Start of Page text

Column: Aluminum producers feel the margin pain as price slumps

Bratsk aluminium smelter. (Reference image by UC Rusal Photo Gallery, Wikimedia Commons).

(The opinions expressed here are those of the author, Andy Home, a columnist for Reuters.)

Aluminum producers are facing a hard landing after the bonanza pricing seen in the first half of 2022.

US producer Alcoa reported an average realized price on third-party sales of $3,864 per tonne in the second quarter, compared with $2,753 in the same period of last year. Shareholders will reap the benefits of the revenue boost with a $500 million share buy-back.

Time, however, has already been called on the aluminum party.

The London Metal Exchange (LME) three-month aluminum price has collapsed from an all-time high of $4,073.50 per tonne in March to a current $2,450.00.

Fear of recession is now the dominant theme in industrial metals as surging energy prices translate into manufacturing slowdown.

High power pricing spells particular trouble for aluminum operators, given the energy-intensive nature of the smelting process. The resulting margin squeeze is already taking an increasing toll on production.

European meltdown

The hardest hit so far has been European smelters.

Western European production of primary aluminum fell by 11.5% to 1.483 million tonnes in the first half of the year, according to the International Aluminium Institute (IAI).

Annualized production has fallen below the 3.0 million level for the first time this century.

European smelters find themselves in the eye of the energy storm that has broken since Russia launched what it calls its “special military operation” in Ukraine.

Alcoa has suspended its 228,000-tonne per year Spanish plant and others are flexing run rates as they navigate super-high power prices.

European power crunch

Montenegro’s smaller Podgorica smelter has also been shuttered with other Eastern European operators such as Romania’s Alro Group ALR.BX and Slovakia’s Slovalco idling capacity.

It’s worth noting that production in the IAI’s Eastern European category, which includes all these countries, was down by just 1.4% in the first half of the year.

The intriguing inference is that Russia’s Rusal may be raising production. Its products have not been sanctioned, although Australia’s ban on exports of alumina to the country has disrupted its raw material supply chain. Rusal has not released production figures for this year.

Alumina hits

European smelter pain is now extending further upstream to alumina refining.

Romania’s Alro Group, which has idled 132,500 tonnes of primary aluminum capacity, is now closing its alumina plant also due to soaring power costs.

Alcoa is reducing output at its San Ciprian refinery in Spain for the same reason. Natural gas costs have risen from around $45 per tonne of alumina produced in early 2021 to more than $215 in the second quarter of 2022, the company said.

The plant, which has an annual capacity of 1.5 million tonnes of intermediate product, has reduced output by 15%.

There is no sign of any imminent relief from the power crunch.

The entire forward power price structure in Germany, to take just one example, has moved exponentially higher with spot pricing, posing a structural problem for any smelter without a captive power source.

US smelter powers down

The margin squeeze has spread to the United States.

Century Aluminium is idling its Hawesville smelter for “approximately nine to twelve months” after the power cost to operate the plant “more than tripled the historical average in a very short period”.

Century boasts that its Kentucky facility is the largest North American producer of military-grade aluminum. Hawesville’s special status played an important role in the Trump Administration’s use of Section 232 national security provisions to impose import duties on primary aluminum in 2018.

End of Page text

▶ [Set of tasks]
- A) Rewrite the part of the aluminum column that opens with the words containing "Column: Aluminum producers" and closes with "columnist for Reuters.)", replacing "columnist" with "commentator".
- B) In the aluminum column, what average realized price on third-party sales did Alcoa report for the second quarter?
- C) List the section headings in the aluminum column.

Start of Stored data

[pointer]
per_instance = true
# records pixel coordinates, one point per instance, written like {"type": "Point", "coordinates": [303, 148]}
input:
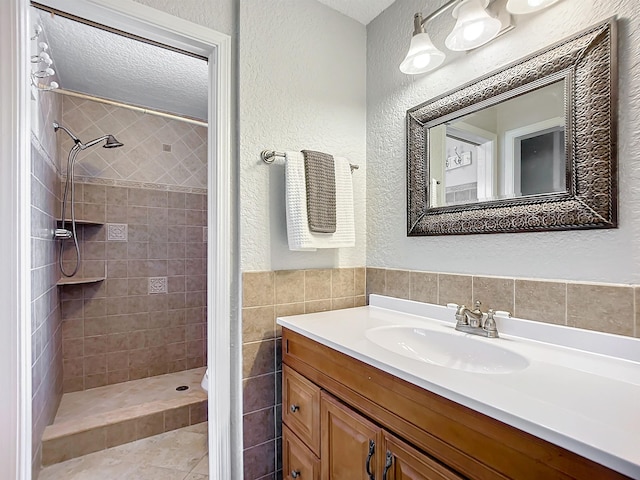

End of Stored data

▶ [Task solutions]
- A)
Column: Aluminum producers feel the margin pain as price slumps

Bratsk aluminium smelter. (Reference image by UC Rusal Photo Gallery, Wikimedia Commons).

(The opinions expressed here are those of the author, Andy Home, a commentator for Reuters.)

- B) $3,864 per tonne

- C)
European meltdown
European power crunch
Alumina hits
US smelter powers down